April 24, 2024
Annapolis, US 56 F

LETTER: Prosecutorial excess…Who will guard the guardians?

In January of 2013, Anne Arundel County Executive John Leopold was found guilty of “misconduct in office” for forcing a staffer to empty his hospital catheter bag after he’d undergone back surgery.

From the beginning he has denied the charge,  arguing that had his medical records been introduced into evidence at trial they would have positively proven his case – but despite many pleas to his lawyer to do so they never were.

Circuit Judge Dennis Sweeney described Leopold’s behavior as “outrageous and egregious,” and sentenced him to 30 days in the county detention center – despite a recommendation from prosecutors that he receive no jail time. In  Leopold’s case, Judge Sweeney went far beyond the bounds of proportionality.  The only actions that were outrageous and egregious were his.

Most citizens do not realize that prosecutors and judges are rarely held accountable or subjected to our generally hallowed standards of checks and balances.  The rationale behind this policy is sound: once they are elected or appointed, it is important for prosecutors and judges to be independent of politics.  Because they are guardians of justice, the Supreme Court has immunized them from legal liability.

But as the Romans asked centuries ago, “Who will guard the guardians?”

Prosecutors should not be above being scrutinized and held accountable.  Nor should  judges, whom we should hope recognize prosecutorial motivations and have the wisdom to be proportional in their sentencing.

Some excesses are conspicuously unconscionable.  An  Alabama mother was shackled in front of her children for failing to pay parking tickets and forced to clean the courthouse bathrooms.  A disabled man in Missouri was jailed without access to his medications because he could not afford to pay a fine.

Instructions:
1 - For each statement below, say whether it agrees with the letter on prosecutorial excess, and answer yes or no with the deciding words from the letter quoted exactly. (a) Prosecutors recommended that Leopold receive no jail time. (b) Leopold's medical records were introduced into evidence at his trial. (c) The man in Missouri was jailed for failing to pay parking tickets.
2 - Pick up the letter on prosecutorial excess after its last sentence and carry it on in the same voice.

Extracted data:
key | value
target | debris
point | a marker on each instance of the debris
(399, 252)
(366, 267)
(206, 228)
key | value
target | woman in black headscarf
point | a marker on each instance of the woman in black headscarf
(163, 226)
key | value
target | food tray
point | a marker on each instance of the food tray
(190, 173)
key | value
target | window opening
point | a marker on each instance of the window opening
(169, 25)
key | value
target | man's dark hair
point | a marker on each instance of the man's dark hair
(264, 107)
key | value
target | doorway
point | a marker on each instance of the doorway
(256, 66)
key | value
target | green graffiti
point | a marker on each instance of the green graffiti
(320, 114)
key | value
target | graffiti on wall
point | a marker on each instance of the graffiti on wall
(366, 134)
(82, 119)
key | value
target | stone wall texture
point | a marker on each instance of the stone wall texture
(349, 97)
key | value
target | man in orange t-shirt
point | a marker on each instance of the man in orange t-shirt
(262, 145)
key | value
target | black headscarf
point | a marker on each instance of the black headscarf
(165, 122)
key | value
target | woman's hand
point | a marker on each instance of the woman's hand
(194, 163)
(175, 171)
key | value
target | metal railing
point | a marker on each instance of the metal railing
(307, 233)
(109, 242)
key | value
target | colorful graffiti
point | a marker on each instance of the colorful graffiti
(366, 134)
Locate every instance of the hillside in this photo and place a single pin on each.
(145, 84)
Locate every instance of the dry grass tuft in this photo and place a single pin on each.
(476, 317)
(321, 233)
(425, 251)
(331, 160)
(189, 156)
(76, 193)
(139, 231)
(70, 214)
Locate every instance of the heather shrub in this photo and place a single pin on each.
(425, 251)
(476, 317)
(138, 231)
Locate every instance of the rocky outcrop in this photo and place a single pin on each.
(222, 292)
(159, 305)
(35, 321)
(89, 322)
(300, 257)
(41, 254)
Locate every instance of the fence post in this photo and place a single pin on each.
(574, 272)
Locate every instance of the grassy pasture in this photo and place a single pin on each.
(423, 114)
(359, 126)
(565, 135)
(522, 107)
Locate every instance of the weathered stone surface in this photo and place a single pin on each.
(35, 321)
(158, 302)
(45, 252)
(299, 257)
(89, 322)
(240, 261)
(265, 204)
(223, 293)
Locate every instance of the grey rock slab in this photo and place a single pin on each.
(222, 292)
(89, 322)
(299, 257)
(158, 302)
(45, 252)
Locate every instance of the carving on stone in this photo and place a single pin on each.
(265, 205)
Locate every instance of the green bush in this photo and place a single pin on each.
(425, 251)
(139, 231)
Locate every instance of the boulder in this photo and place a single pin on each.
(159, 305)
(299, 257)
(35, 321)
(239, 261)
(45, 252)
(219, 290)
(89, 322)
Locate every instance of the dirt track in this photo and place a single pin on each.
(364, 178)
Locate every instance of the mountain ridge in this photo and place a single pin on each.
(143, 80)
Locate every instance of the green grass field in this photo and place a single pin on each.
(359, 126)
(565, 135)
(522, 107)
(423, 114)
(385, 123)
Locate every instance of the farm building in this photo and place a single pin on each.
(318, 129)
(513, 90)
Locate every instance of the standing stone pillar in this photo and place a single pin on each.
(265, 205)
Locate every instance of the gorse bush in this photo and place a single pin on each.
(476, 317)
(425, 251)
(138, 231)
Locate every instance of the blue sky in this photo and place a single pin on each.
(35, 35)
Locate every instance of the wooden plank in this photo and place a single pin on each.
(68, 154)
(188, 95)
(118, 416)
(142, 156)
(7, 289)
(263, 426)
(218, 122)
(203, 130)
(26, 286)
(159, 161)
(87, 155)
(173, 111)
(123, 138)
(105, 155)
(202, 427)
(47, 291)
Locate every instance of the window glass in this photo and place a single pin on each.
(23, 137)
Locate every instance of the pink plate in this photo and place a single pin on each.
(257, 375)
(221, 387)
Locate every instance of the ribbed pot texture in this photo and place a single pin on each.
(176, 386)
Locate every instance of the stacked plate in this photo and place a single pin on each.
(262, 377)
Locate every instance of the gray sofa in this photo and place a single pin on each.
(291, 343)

Results:
1 -
(a) Yes: "despite a recommendation from prosecutors that he receive no jail time"
(b) No: "but despite many pleas to his lawyer to do so they never were"
(c) No: "because he could not afford to pay a fine"

2 -
In his recent book Usual Cruelty, civil rights attorney Alec Karakatsanis argues that “the decision to make something punishable by human caging authorizes the government to treat people in ways that otherwise would be abhorrent.” He goes on to describe “the banality with which the wheels of law enforcement, the courts, and prisons operate because they become desensitized to the pain we cause, and to live our lives without the intellectual and moral rigor that should have prevented so much senseless suffering of powerless people in the name of ‘law enforcement.’”

A few recent high-profile cases amplify the point.

Last year Baltimore Mayor Catherine Pugh resigned her position and pled guilty to conspiracy and tax evasion; while in office she had sold her self-published “Healthy Holly” children’s books to several companies that do business with the city (as well as to the University of Maryland Medical System, where she sat on the board).

Federal prosecutors promptly issued a harsh sentencing memorandum: “The chronology of events since 2011, comprising Pugh’s seven-year scheme to defraud, multiple years of tax evasion, election fraud, and attempted cover-ups, including brazen lies to the public, clearly establishes the deliberateness with which she pursued financial and political gain without a second thought about how it was harming the public’s trust.” They recommended a sentence of nearly five years.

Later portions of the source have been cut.